-- Short problem --
Pick out every line of the data below that contains the word "find".

-- Input data --
▶

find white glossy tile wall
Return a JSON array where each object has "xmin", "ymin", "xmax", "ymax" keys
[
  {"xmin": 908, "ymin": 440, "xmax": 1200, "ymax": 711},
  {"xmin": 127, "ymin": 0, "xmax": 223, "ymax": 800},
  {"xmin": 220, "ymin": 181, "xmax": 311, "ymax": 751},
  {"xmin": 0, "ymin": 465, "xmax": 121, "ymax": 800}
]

◀
▶

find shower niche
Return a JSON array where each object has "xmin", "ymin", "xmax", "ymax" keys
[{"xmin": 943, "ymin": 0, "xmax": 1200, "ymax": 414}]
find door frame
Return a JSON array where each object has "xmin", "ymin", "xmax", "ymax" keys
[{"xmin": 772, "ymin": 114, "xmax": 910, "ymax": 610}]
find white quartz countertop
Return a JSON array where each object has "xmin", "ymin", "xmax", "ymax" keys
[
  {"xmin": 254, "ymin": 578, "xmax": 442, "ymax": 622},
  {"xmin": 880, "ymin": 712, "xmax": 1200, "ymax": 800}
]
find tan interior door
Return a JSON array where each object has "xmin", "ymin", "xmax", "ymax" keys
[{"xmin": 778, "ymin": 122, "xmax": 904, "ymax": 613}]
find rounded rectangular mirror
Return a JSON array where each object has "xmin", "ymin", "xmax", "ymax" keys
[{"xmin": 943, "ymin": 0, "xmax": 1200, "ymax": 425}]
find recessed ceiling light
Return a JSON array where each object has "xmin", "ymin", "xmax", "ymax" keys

◀
▶

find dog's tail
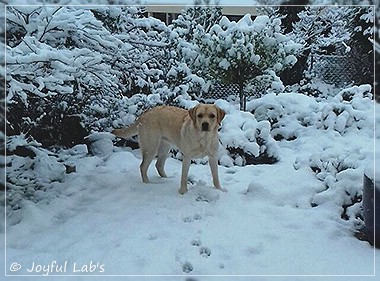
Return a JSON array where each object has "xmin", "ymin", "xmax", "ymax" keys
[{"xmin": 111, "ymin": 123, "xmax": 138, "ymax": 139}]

◀

-- Result of this task --
find white glossy tile wall
find shower niche
find door frame
find white quartz countertop
find tan interior door
find rounded rectangular mirror
find recessed ceiling light
find dog's tail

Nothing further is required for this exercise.